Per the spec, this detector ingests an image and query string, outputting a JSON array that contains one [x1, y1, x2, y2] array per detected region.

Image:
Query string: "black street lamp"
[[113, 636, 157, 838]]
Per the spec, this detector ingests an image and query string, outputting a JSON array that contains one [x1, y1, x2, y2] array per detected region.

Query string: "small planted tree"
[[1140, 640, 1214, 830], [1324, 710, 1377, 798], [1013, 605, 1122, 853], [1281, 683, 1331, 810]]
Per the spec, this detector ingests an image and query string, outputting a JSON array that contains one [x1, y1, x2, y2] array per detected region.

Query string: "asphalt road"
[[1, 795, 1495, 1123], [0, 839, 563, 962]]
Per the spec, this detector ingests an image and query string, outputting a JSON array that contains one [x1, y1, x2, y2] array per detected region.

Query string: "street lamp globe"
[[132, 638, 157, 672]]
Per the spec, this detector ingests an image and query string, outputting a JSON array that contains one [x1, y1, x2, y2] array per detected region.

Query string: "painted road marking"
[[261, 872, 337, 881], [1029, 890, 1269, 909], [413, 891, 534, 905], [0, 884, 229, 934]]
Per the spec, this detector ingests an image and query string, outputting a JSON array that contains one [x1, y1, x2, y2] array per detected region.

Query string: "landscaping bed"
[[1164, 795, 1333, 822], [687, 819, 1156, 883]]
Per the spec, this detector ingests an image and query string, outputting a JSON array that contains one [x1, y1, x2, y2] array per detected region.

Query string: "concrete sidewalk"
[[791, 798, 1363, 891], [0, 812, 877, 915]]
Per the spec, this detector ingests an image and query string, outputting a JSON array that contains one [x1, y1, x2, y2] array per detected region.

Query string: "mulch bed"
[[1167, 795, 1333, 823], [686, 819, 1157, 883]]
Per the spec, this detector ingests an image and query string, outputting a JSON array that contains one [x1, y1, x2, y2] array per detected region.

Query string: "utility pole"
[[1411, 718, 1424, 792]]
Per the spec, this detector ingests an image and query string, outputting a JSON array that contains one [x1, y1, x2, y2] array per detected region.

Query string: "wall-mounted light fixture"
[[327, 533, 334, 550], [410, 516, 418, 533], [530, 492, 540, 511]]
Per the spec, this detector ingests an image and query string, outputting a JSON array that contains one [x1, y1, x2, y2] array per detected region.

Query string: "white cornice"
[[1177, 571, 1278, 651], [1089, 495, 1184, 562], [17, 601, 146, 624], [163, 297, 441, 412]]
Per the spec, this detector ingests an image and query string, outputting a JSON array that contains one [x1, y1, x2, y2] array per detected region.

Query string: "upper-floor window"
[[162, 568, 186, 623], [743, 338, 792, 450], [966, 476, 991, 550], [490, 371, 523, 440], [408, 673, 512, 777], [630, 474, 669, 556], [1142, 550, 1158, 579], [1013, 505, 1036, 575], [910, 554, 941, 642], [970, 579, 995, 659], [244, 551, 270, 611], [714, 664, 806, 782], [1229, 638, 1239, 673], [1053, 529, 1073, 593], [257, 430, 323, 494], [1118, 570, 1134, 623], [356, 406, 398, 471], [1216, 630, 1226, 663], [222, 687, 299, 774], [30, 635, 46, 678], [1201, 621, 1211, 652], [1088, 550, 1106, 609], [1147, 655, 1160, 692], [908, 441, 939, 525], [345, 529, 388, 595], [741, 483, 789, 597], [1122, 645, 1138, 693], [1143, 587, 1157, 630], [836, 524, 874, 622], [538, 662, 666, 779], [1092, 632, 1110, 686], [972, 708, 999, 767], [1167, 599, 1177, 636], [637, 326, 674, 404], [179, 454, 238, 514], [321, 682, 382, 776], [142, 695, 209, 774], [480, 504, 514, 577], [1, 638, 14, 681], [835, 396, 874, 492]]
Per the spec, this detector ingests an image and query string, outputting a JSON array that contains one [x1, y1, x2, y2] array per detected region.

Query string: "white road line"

[What you need to do]:
All of the records above should be copied exactly.

[Your response]:
Per the spec, this detector ingests an image and query string, outputting a JSON array that contains one [x1, y1, x2, y2] array per detected region.

Image:
Query string: "black street lamp"
[[113, 636, 157, 838]]
Per the spec, this detector ingests an image and query string, outputting a JSON array that contains one [x1, y1, x2, y2] array per detected region.

Query string: "small planted tree"
[[1140, 640, 1214, 830], [1324, 710, 1377, 798], [1013, 605, 1122, 853], [1281, 683, 1331, 810]]
Per the spec, this detector ingests an image and query string, outputting a JSON array that contains one [x1, y1, x2, y2] array per detected region.

Query string: "asphalt road"
[[1, 795, 1495, 1123], [0, 839, 563, 962]]
Per the spec, this detector ingests an image and query string, outputting a JSON array that contains one [x1, y1, x2, y2] array per detected region.

Query string: "street lamp globe"
[[132, 638, 157, 672]]
Per the spec, this detector ingests an image and query string, outputting a JSON array that contains one [x1, y1, x2, y2] array per detected region.

Query string: "painted road marking"
[[261, 872, 337, 881], [1029, 890, 1269, 909], [413, 891, 534, 905], [0, 884, 229, 934]]
Per the spec, this detector ingests an image and query string, outputting a JSON array that contains one [x1, y1, x2, y2] array per detected region.

Query string: "landscaping bed"
[[1164, 795, 1333, 822], [687, 819, 1156, 883]]
Per the spec, this detector ingests an image and query string, outputting a JSON array that contains one [x1, y1, x2, y2] array per detected region.

Query string: "concrete sidewalk"
[[791, 798, 1363, 891], [0, 812, 877, 915]]
Per the spec, this detector ingests an image and query string, outputting a JSON array that contains one [x1, y1, x2, y2] array per detected region.

Query string: "mulch bed"
[[1167, 795, 1333, 823], [686, 819, 1157, 883]]
Per the spec, this detector ingests an image and query string, outputting a JSON array that contains one [x1, y1, x2, y2] array per detected region.

Query string: "utility pole"
[[1411, 718, 1424, 792]]
Per the spec, this detector ingests an image and query string, outputting a JSON array that contains one [x1, y1, x2, y2] array per detected region.

Query string: "wall-mounted light fixture"
[[327, 533, 334, 550], [410, 516, 418, 533], [530, 492, 540, 511]]
Per the spec, this detector ingests an image and query string, outputting a JSON array that contains one [x1, y1, x2, y2] array per detected region.

Query string: "white cornice"
[[1177, 571, 1278, 651], [1089, 495, 1184, 562], [17, 601, 146, 624], [163, 297, 441, 412]]
Per the spec, this detector ingests an image and query string, outputting a JSON array that contains one [x1, y1, x2, y2] array per detected region.

Query string: "upper-floor window"
[[162, 568, 186, 623], [743, 338, 792, 450], [966, 476, 991, 550], [490, 371, 523, 440], [408, 673, 512, 777], [630, 474, 669, 556], [1142, 550, 1158, 579], [1013, 505, 1036, 575], [910, 554, 941, 642], [970, 579, 995, 659], [244, 551, 270, 611], [714, 664, 806, 782], [1229, 638, 1239, 673], [1053, 529, 1073, 593], [257, 430, 323, 494], [1118, 570, 1134, 623], [356, 406, 398, 471], [1216, 630, 1226, 663], [222, 687, 299, 774], [30, 635, 46, 678], [1201, 621, 1211, 652], [1088, 550, 1106, 609], [1147, 655, 1160, 692], [908, 441, 939, 525], [345, 529, 388, 595], [741, 483, 789, 597], [1122, 645, 1138, 693], [1143, 587, 1157, 630], [836, 524, 874, 622], [538, 662, 666, 779], [1092, 632, 1110, 686], [972, 708, 999, 767], [1167, 599, 1177, 636], [637, 326, 674, 404], [179, 454, 238, 514], [321, 682, 382, 776], [142, 695, 209, 774], [480, 504, 514, 577], [1, 638, 14, 681], [835, 396, 874, 492]]
Per the spec, this detector ingests an image and query string, outputting a JSON array that contains one [x1, y1, x2, y2] array per detected region.

Query string: "white road line"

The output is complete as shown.